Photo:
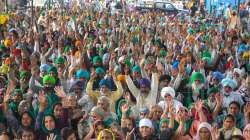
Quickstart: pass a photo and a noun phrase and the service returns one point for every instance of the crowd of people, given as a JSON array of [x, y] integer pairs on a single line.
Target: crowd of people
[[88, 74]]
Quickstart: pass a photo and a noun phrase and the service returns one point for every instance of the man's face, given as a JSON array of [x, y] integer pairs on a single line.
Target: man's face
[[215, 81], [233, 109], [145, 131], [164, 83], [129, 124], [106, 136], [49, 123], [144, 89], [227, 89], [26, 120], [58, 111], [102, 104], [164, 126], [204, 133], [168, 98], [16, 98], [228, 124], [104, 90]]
==
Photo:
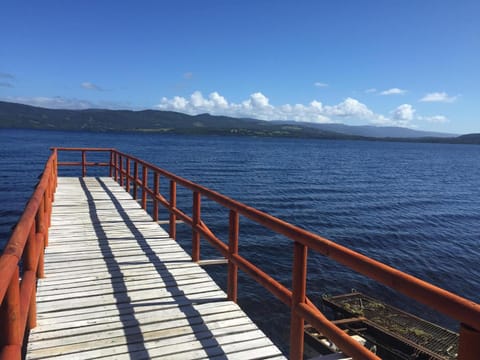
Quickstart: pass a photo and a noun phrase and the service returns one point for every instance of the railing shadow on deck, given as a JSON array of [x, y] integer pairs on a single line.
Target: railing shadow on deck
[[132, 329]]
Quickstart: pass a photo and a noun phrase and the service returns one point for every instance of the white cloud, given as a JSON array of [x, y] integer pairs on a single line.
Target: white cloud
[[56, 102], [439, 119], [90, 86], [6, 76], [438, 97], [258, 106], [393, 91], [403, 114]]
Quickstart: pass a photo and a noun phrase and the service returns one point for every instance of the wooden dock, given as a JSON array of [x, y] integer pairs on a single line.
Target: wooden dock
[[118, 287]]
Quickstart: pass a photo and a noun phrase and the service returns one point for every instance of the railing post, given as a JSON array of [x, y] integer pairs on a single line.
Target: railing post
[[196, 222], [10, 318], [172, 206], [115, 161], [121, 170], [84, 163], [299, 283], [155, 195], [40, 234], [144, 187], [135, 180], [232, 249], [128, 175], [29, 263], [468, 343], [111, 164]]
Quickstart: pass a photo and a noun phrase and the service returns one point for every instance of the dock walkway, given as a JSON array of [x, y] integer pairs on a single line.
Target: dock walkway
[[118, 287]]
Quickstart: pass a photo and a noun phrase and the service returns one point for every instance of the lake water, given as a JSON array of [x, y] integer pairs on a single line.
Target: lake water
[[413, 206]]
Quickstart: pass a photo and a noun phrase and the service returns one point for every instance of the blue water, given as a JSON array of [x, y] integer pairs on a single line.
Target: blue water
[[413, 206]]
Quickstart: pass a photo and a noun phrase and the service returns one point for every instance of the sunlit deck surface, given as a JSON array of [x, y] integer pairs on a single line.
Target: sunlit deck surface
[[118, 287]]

◆ What needs to be done ◆
In the material, change "man's face" to "child's face" in the part that opens with the line containing "of the man's" and closes with the line containing "Target: man's face". Give only those lines, with nothing else altered.

◆ Output below ◆
Quickstart: pass a photo and a noun phrase and the service returns one point for every instance of the child's face, given as a JSON array of [x, y] integer pairs on a single line.
Target: child's face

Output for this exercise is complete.